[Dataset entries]
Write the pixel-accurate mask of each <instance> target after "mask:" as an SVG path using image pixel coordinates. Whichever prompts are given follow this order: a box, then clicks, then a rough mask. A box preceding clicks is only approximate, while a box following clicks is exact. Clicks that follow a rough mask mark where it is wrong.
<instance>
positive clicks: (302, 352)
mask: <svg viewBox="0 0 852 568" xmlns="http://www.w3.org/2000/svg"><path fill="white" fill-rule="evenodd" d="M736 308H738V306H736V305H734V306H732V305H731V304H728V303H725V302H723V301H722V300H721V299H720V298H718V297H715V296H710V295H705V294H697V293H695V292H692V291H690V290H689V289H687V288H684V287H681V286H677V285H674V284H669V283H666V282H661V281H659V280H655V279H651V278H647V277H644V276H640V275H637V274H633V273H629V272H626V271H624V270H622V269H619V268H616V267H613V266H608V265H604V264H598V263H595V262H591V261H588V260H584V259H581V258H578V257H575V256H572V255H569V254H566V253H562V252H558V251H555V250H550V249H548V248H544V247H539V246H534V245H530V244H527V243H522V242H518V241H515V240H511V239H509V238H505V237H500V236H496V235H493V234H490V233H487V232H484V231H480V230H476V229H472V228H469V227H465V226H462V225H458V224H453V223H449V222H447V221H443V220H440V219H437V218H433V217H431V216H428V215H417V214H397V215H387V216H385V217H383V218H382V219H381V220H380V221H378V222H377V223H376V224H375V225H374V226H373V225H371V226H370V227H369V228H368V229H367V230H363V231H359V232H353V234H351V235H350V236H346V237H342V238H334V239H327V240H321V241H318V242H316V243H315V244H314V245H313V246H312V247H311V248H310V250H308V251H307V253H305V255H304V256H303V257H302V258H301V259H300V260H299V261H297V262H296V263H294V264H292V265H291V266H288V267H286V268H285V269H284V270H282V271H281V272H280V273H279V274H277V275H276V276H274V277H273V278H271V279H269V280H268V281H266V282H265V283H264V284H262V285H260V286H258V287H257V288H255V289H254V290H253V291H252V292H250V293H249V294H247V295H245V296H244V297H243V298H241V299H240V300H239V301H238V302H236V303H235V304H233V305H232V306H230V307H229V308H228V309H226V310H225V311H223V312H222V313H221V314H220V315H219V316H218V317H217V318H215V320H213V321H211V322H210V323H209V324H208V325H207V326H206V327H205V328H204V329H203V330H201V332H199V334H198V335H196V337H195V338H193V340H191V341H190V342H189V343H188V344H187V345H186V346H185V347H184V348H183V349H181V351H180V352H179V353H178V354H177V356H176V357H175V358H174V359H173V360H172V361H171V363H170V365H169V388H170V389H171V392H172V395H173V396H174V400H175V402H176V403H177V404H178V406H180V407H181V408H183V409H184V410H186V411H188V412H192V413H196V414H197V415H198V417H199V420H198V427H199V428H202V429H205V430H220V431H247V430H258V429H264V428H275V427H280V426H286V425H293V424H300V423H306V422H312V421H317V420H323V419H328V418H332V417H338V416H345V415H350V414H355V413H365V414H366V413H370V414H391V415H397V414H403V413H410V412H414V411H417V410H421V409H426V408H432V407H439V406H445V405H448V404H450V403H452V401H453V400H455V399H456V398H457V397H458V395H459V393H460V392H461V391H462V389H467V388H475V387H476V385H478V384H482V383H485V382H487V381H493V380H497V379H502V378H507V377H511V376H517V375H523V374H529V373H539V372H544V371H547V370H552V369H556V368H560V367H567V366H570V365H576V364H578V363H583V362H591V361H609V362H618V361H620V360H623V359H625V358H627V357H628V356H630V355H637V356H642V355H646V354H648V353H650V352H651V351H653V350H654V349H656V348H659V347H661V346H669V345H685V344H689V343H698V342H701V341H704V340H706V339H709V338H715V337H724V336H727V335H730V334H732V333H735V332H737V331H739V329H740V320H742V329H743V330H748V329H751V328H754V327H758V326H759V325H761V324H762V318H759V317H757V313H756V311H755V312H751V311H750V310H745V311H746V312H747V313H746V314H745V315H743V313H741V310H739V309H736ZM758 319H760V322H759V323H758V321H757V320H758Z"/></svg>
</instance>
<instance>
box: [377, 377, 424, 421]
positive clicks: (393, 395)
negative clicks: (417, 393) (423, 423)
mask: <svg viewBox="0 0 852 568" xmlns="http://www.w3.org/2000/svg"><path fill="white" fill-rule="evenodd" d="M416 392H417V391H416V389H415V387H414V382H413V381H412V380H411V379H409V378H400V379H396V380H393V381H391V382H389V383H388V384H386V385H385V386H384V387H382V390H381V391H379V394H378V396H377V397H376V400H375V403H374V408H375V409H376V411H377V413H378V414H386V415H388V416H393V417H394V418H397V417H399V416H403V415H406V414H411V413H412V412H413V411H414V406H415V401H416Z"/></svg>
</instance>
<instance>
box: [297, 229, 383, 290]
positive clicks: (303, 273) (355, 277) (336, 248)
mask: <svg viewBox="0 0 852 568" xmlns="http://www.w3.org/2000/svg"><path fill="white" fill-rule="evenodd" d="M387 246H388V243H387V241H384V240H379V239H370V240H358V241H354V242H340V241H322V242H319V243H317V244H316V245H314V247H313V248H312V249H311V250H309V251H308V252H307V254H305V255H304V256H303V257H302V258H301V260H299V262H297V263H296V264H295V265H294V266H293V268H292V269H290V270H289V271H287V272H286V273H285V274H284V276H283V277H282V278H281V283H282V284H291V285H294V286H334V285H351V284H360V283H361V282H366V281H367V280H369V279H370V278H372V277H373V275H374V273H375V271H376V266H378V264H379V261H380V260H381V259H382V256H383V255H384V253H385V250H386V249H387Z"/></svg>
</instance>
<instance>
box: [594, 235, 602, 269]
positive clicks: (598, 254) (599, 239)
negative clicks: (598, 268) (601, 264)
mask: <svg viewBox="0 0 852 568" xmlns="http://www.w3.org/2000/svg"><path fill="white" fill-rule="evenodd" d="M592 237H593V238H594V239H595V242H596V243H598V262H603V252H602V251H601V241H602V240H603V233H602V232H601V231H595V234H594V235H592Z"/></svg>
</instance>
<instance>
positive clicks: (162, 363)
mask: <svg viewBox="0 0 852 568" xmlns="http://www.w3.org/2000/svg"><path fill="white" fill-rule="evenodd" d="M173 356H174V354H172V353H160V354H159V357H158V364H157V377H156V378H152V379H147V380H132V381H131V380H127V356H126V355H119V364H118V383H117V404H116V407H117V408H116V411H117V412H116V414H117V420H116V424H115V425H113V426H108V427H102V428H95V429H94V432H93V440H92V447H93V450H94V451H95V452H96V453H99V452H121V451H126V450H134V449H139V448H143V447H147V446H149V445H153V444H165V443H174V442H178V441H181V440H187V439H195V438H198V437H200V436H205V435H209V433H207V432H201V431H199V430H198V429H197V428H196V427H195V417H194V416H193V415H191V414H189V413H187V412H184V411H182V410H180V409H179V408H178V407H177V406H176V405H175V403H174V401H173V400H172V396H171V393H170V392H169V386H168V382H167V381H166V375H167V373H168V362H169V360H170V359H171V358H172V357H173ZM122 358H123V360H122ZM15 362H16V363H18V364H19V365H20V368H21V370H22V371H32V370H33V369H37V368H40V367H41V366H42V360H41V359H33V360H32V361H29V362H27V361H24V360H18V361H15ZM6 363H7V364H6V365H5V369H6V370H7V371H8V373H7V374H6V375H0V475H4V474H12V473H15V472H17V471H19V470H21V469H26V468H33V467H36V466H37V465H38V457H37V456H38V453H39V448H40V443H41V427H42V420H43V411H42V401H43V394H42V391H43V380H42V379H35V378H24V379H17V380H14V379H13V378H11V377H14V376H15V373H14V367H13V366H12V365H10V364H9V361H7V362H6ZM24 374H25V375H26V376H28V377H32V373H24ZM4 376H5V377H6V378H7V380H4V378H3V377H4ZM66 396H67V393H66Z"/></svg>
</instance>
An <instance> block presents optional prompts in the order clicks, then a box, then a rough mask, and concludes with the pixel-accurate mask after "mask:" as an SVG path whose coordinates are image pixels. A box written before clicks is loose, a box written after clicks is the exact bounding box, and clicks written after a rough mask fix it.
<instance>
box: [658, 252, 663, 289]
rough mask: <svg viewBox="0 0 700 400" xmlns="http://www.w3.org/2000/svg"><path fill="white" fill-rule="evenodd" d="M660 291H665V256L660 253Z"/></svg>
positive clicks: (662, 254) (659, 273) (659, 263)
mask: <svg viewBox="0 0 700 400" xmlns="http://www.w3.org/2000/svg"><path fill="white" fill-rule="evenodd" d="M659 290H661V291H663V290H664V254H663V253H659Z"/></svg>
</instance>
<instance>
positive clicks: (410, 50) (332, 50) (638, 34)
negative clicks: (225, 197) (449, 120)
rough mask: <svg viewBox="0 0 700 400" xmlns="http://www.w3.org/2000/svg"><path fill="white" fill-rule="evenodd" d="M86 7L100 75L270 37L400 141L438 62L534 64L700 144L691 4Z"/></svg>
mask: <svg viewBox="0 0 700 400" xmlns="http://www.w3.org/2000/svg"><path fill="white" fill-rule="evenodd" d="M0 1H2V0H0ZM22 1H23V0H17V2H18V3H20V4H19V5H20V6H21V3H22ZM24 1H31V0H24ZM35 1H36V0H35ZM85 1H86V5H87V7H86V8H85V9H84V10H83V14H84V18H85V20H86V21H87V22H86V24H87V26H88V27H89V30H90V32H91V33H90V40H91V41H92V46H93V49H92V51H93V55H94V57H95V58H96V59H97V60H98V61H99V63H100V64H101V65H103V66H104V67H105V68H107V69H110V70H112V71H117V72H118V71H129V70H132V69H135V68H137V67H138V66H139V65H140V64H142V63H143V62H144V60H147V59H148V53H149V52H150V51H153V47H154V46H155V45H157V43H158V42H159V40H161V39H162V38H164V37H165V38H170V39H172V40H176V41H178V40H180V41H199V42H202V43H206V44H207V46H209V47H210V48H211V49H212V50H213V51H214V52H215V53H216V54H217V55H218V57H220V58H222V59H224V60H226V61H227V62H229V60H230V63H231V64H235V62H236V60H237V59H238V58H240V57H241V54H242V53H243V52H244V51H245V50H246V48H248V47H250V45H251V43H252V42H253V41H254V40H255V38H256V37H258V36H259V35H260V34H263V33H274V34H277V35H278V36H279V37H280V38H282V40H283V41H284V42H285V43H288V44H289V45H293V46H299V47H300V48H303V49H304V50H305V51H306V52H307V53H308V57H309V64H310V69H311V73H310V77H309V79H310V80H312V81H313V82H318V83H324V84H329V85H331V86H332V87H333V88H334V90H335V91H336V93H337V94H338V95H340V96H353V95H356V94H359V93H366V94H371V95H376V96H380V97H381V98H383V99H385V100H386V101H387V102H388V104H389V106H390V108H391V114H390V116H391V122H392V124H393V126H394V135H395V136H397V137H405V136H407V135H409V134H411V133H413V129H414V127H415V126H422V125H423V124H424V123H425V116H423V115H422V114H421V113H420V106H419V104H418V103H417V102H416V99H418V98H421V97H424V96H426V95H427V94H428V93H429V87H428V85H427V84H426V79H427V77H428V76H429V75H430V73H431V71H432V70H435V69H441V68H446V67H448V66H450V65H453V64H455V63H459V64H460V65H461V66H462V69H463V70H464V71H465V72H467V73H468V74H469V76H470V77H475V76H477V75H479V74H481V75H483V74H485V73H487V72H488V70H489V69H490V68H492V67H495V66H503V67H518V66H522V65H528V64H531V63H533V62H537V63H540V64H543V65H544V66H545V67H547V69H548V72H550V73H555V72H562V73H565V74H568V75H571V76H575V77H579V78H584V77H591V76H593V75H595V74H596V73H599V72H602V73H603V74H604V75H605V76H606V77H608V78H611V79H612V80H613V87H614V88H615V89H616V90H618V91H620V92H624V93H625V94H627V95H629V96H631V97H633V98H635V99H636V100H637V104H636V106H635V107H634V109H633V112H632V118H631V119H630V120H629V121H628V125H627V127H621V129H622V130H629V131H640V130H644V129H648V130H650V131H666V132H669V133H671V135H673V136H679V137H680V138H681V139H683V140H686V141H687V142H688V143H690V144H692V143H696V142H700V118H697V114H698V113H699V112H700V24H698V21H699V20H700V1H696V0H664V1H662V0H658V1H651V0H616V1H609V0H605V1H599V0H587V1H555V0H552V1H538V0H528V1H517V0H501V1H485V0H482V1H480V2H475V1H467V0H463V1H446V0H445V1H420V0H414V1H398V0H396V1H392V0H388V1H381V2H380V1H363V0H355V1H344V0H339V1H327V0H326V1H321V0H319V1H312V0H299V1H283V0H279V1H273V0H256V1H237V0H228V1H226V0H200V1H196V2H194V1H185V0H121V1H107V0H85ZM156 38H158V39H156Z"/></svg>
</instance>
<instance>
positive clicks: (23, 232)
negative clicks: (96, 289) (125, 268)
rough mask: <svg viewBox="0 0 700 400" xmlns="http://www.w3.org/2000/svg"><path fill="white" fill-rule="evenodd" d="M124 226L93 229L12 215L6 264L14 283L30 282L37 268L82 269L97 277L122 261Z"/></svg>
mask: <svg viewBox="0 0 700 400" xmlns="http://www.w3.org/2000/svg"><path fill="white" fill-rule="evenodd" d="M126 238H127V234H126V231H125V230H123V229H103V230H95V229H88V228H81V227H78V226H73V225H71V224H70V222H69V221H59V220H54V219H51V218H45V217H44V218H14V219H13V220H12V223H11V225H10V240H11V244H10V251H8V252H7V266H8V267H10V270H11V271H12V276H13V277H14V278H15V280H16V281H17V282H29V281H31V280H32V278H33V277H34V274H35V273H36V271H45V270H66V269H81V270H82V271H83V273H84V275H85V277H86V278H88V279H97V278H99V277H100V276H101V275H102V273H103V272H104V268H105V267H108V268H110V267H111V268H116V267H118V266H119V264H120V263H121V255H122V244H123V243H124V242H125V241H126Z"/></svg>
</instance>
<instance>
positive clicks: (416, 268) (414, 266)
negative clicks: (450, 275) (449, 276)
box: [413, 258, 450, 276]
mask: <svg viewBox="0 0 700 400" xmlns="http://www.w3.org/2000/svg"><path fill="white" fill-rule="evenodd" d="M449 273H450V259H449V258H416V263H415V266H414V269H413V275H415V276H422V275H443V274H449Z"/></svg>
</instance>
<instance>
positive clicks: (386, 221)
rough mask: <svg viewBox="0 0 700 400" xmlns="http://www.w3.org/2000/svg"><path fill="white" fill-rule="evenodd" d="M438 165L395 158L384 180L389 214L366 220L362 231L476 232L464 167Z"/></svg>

• _What needs to be done_
Count the lines in the entries above that contain the string "negative". Reply with the number alone.

• _Exercise answer_
5